• What is required:
Copy out the lines of the listing below verbatim, beginning with the line that contains "Would you mind pointing at the white t-shirt" and continuing through the line that contains "Would you mind pointing at the windshield", with both of those lines included.

• Provided data:
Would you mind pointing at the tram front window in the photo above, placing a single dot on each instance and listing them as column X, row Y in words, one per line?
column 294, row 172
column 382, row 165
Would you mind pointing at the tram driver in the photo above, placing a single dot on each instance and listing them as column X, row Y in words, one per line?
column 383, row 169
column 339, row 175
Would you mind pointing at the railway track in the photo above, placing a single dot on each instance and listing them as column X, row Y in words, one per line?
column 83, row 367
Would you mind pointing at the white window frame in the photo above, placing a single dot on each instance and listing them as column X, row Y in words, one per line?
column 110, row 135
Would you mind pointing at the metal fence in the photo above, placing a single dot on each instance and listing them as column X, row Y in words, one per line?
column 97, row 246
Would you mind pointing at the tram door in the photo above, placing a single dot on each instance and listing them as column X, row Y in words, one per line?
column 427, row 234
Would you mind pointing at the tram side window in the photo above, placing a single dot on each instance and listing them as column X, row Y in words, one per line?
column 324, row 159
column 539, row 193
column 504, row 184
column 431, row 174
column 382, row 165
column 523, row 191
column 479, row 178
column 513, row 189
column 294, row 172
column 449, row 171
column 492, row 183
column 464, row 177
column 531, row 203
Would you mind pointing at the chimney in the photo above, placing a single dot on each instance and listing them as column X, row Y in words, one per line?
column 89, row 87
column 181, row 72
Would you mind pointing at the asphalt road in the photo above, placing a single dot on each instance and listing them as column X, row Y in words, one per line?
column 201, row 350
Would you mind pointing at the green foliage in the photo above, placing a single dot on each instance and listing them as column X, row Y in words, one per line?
...
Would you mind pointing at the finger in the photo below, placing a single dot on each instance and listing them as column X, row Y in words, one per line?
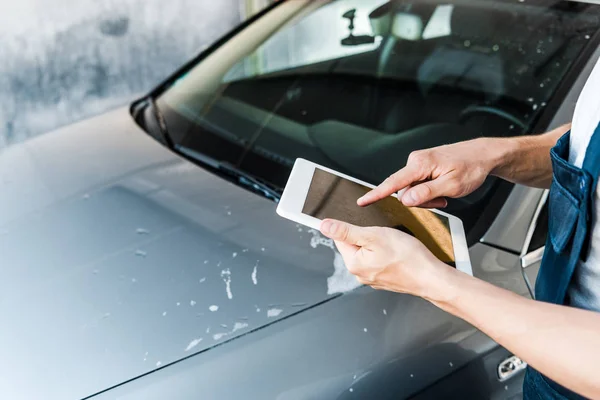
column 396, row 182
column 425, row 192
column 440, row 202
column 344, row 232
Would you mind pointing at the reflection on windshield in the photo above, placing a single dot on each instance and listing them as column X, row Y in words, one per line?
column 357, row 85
* * *
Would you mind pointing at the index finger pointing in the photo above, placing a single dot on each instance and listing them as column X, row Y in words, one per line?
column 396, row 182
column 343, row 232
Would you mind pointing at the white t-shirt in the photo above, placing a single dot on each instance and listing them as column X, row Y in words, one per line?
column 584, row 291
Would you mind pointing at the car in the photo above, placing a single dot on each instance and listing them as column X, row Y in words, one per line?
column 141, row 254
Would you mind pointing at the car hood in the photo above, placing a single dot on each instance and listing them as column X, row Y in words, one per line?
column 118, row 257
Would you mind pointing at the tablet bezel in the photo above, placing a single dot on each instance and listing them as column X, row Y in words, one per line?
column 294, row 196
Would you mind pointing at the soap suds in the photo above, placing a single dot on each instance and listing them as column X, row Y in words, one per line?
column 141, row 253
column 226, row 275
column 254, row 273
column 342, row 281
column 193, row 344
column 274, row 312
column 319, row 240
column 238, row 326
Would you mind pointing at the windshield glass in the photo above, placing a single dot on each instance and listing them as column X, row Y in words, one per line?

• Answer to the problem:
Would you mind pointing at the white t-shirt in the photo above, placing a single dot on each instance and listing them as column X, row Y in words, one per line?
column 584, row 291
Would you mind pointing at the car in the photo above, placing a single dot on each instance and listing them as column X, row Y in words, one per line?
column 141, row 254
Would you mind pointing at the car hood in the photo above, placing a single dot on each instance and listing them as column X, row Y in words, one per line?
column 118, row 257
Would you mind pointing at the tablet bezel in the photo above, placing a single dot on each instance and listing them as column X, row Y in words, one per line?
column 294, row 196
Would you mind pointing at the soap suds in the photo above, placing a single dot on each instance and listing them as column X, row Y in words, one per line?
column 141, row 253
column 226, row 275
column 254, row 273
column 342, row 281
column 193, row 344
column 274, row 312
column 319, row 240
column 238, row 326
Would you mind pointing at the windshield glass in the photo above, placing a single dot on each instance and listing them as column X, row Y in words, one per line?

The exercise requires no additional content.